Required task |
Repeat all of the records verbatim.

━━━━━ Material provided ━━━━━

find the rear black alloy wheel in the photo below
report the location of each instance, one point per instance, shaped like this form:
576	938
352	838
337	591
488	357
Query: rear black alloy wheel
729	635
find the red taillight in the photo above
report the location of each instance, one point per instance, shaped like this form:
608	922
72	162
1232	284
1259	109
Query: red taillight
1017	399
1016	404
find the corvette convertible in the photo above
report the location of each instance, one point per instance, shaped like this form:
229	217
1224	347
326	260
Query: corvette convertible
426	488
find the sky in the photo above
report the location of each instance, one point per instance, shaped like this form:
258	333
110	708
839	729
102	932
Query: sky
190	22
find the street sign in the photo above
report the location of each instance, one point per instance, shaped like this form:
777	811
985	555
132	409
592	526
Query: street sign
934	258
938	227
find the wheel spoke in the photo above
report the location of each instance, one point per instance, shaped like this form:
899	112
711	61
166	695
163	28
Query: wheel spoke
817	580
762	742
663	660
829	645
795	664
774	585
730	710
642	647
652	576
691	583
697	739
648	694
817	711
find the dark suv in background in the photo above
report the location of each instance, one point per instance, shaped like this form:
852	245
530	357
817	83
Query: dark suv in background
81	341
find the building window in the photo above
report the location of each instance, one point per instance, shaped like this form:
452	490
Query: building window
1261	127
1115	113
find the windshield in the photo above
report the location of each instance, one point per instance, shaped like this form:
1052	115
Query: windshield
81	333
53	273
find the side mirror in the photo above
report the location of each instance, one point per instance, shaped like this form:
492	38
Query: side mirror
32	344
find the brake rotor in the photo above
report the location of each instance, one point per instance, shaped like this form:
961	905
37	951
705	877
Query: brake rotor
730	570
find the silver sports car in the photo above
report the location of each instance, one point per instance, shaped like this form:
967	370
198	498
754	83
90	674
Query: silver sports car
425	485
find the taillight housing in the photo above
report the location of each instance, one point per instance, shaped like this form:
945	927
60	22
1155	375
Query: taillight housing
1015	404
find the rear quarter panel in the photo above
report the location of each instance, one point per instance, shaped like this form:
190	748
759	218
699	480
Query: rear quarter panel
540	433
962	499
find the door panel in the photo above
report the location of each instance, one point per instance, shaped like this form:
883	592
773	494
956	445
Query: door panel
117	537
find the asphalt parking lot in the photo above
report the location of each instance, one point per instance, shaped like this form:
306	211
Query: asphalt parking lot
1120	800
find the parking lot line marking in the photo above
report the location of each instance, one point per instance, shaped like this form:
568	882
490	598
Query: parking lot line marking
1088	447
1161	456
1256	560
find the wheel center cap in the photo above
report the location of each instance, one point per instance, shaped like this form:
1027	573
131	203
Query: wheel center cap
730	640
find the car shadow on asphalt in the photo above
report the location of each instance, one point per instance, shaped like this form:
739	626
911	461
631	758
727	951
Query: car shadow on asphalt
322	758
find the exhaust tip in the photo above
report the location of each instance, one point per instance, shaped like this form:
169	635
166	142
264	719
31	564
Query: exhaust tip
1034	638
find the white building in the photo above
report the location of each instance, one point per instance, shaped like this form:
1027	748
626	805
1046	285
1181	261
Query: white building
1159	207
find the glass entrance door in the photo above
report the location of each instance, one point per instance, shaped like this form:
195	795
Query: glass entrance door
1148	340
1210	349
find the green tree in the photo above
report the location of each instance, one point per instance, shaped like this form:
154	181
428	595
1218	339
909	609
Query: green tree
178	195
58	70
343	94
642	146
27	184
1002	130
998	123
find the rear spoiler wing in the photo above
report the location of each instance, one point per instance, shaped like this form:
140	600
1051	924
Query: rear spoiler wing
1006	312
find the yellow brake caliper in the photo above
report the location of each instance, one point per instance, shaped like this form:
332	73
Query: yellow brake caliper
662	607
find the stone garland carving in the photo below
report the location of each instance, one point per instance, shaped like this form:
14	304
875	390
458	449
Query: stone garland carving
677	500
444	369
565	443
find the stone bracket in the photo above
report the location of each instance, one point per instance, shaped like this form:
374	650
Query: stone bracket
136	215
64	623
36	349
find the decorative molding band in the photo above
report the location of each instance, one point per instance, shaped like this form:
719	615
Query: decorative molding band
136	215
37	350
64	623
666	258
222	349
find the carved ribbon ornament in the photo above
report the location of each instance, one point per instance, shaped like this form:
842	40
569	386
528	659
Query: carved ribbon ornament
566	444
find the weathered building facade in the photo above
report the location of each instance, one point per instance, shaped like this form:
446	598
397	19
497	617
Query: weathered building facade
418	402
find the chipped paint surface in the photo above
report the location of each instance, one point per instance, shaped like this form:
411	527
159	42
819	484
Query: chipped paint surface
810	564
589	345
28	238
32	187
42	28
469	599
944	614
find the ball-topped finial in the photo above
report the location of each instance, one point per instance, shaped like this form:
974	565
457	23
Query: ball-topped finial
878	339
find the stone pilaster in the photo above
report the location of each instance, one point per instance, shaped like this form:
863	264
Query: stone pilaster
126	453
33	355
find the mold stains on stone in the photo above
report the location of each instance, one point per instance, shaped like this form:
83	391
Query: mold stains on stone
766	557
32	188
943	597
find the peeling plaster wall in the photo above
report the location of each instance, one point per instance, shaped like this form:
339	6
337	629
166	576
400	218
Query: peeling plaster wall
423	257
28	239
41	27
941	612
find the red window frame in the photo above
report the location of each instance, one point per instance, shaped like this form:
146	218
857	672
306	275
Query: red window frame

━━━━━

Solution to the exercise |
find the rear black alloy wheel in the photo below
report the location of each instance, one point per instance, shaped like this form:
576	938
352	838
337	591
488	357
Query: rear black alloy wheel
729	635
find the red taillight in the photo above
report the location of each instance, one point per instance, shaped like this form:
608	922
72	162
1232	284
1259	109
Query: red taillight
1017	399
1016	404
find the corvette convertible in the photo above
report the location of each instance, one point per instance, shaped like this form:
229	217
1224	347
326	260
Query: corvette convertible
426	488
find the sky in the photo above
report the location of each instance, one point per instance, shaped like this form:
258	333
110	708
839	729
102	932
Query: sky
190	22
find the street sign in the photo above
report the location of each instance, one point per instance, shaped like this form:
777	811
985	555
132	409
592	526
Query: street sign
934	258
938	227
find the wheel spoke in the photo above
report the location of each instance, one point per instance, shaped like this form:
899	112
711	61
166	695
163	28
Query: wheel spoke
817	580
762	742
663	660
829	645
795	664
774	585
730	710
642	647
652	576
691	583
697	739
648	694
817	711
find the dark suv in background in the photo above
report the location of each instance, one point per instance, shaped like this form:
852	245
530	357
817	83
Query: dark suv in background
81	341
find the building window in the photo above
report the location of each instance, one point per instance, shaped like this form:
452	490
Query: building window
1261	127
1115	113
find the windshield in the photo above
report the location of each instance, one point per instance, shaped like this form:
1052	115
Query: windshield
81	333
53	273
find the side mirror in the photo above
report the location of each instance, one point per instance, shaped like this form:
492	38
Query: side mirror
32	344
find the brake rotor in the photo above
report the location of each instance, one point per instance, shaped like this form:
961	905
37	951
705	877
Query: brake rotor
730	570
find the silver sports car in the photo above
report the location of each instance, one point per instance, shaped like this form:
967	370
198	498
754	83
90	674
Query: silver sports car
425	485
find the taillight housing in the photo above
report the location of each instance, one point per instance, shaped like this form:
945	927
60	22
1155	375
Query: taillight housing
1015	404
find the rear quarter panel in the photo above
report the location of each instance, one point per instance, shaped like this form:
190	748
759	218
699	480
Query: rear quarter panel
540	433
962	499
find the door panel in the photo above
report the location of each instance, one point per instance, shaped like this form:
883	592
773	494
956	445
Query: door panel
117	537
find the asphalt parking lot in the photo above
report the location of each instance, one point per instance, shaped like this form:
306	211
Query: asphalt parking lot
1120	800
find the parking lot line marking in the photo above
report the location of each instance, one point per instance, shaped like this form:
568	882
490	598
Query: parking lot line marking
1088	447
1161	456
1256	560
find the wheel center cap in the photo above
report the location of each instance, one point per instance, shaped like this form:
1027	573
131	203
Query: wheel center cap
730	640
find the car shadow on asphalt in the photo above
report the location of each instance, one point per instance, shaped like this form:
739	626
911	461
631	758
727	951
Query: car shadow on asphalt
322	758
find the exhaust tip in the photo above
report the location of each instance, one point per instance, shaped like this form:
169	635
166	142
264	719
31	564
Query: exhaust tip
1034	638
find the white building in the photo above
report the location of each instance, one point per instance, shaped like this form:
1027	748
626	805
1046	285
1181	261
Query: white building
1159	207
find the glass entrance door in the photo above
report the location of each instance, one point per instance, shaped like this form:
195	795
Query: glass entrance door
1148	340
1210	349
find the green tree in the photo above
report the location of each instance, one point per instance, shaped like this form:
154	181
428	595
1218	339
909	609
Query: green tree
178	195
58	70
343	94
642	146
27	184
1002	130
998	123
find the rear spoiler wing in the photo above
report the location of each instance, one point per instance, shaped like this form:
140	600
1051	924
Query: rear spoiler wing
1006	312
find the yellow brake caliper in the photo above
report the location of each instance, one point per instance, shaped like this form:
332	73
Query: yellow brake caliper
662	607
find the stone garland carving in the photo below
report the location of each instance, one point per instance, shaped like this form:
14	304
875	390
458	449
Query: stone garland carving
677	500
444	369
565	443
find the stone bracket in the photo above
report the location of each instance, one point per instance, shaped like this form:
374	650
Query: stone bracket
136	215
64	623
36	349
find the decorative molding band in the photo above
report the location of each instance, one point per instance, shaped like this form:
719	615
Query: decorative molding band
136	215
37	350
64	623
666	258
222	349
find the carved ribbon ornament in the photo above
report the location of each instance, one point per instance, shaped like this form:
842	40
569	386
528	659
Query: carved ribbon ornament
566	444
find the weathered building facade in the photo above
report the location of each instance, one point per instance, shaped like this form:
446	598
397	19
497	617
Query: weathered building facade
418	402
find the chipped paint surface in the photo above
report the location of each instance, one point per instance, shaped like this form:
411	527
159	42
819	484
Query: chipped paint surface
810	564
589	345
28	238
32	187
42	28
469	599
944	614
find the ball-topped finial in the photo above
report the location of each instance, one point per instance, shaped like this form:
974	565
457	23
Query: ball-topped finial
878	339
find the stone pilaster in the photo above
report the location of each instance, one point per instance, shaped like this form:
863	264
Query: stone pilaster
126	453
33	355
find the mold stains on stone in the photo above
report the location of each instance, one point per instance, shaped like this form:
83	391
Query: mold stains on stone
766	557
32	188
943	597
find the peeling plaster wall in the photo above
report the location of each instance, one point per instance, shaped like this form:
339	6
337	629
166	576
400	218
Query: peeling plaster wall
423	257
28	239
41	27
941	612
find the red window frame in the photo above
report the location of each instance, one point per instance, shaped like this form:
146	218
857	672
306	275
Query: red window frame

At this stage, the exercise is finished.